§ Bron:

Uit culturele studies
Vertaalslag geven (echte wereld voorstellen)
Betekenis komt neer op het verbinden van betekenis van taal en cultuur (het nodig
hebben van codes, terugvallen op codes)
Codes zijn het resultaat van cultuur, gelaagd door tijd
De productie van betekenis van concepten in ons hoofd dmv taal (het associëren met
positieve of negatieve dingen), concepten die tot uiting worden gebracht
De link tussen concepten en taal die ons in staat stelt te verwijzen naar de werkelijkheid
en een imaginaire wereld.
Omdat representatie met dat mentale concept te maken heeft, willen we die concepten
naar buiten brengen -> daarom is bij representatie altijd sprake van materialiteit (of ook wel
externaliseren, naar buiten brengen).
Materieel want het wordt tastbaar, werkelijk
Bv. wat we dragen (representatie, hoe je jezelf voelt als persoon in de samenleving)

§ Ruwe gegevens:
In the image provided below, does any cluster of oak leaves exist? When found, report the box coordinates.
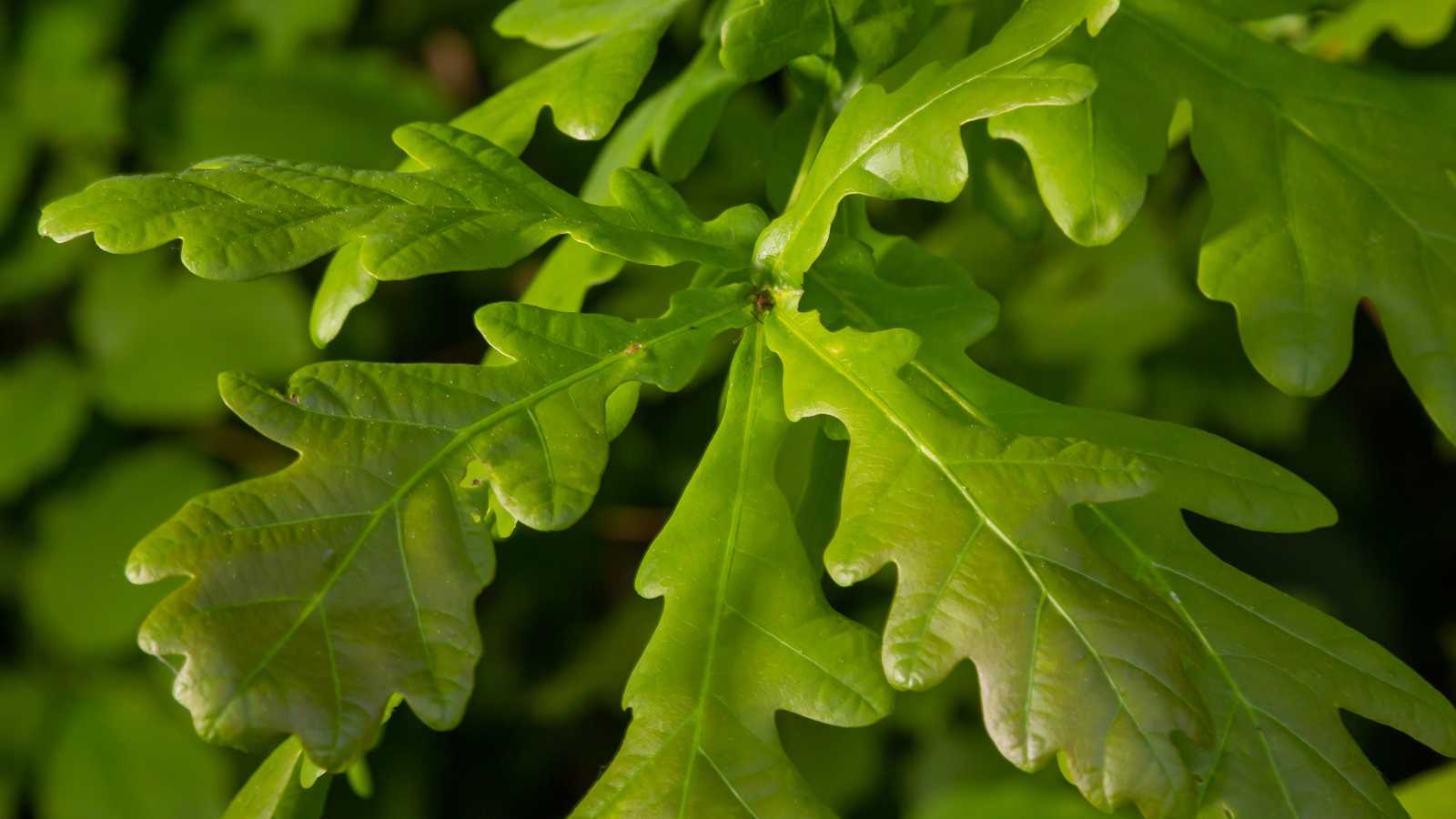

§ Korte opdracht:
Schrijf uit de tekst over representatie hierboven letterlijk het stuk over van "Uit culturele studies" tot en met "terugvallen op codes)".

§ Uitkomst opdracht:
Uit culturele studies
Vertaalslag geven (echte wereld voorstellen)
Betekenis komt neer op het verbinden van betekenis van taal en cultuur (het nodig
hebben van codes, terugvallen op codes)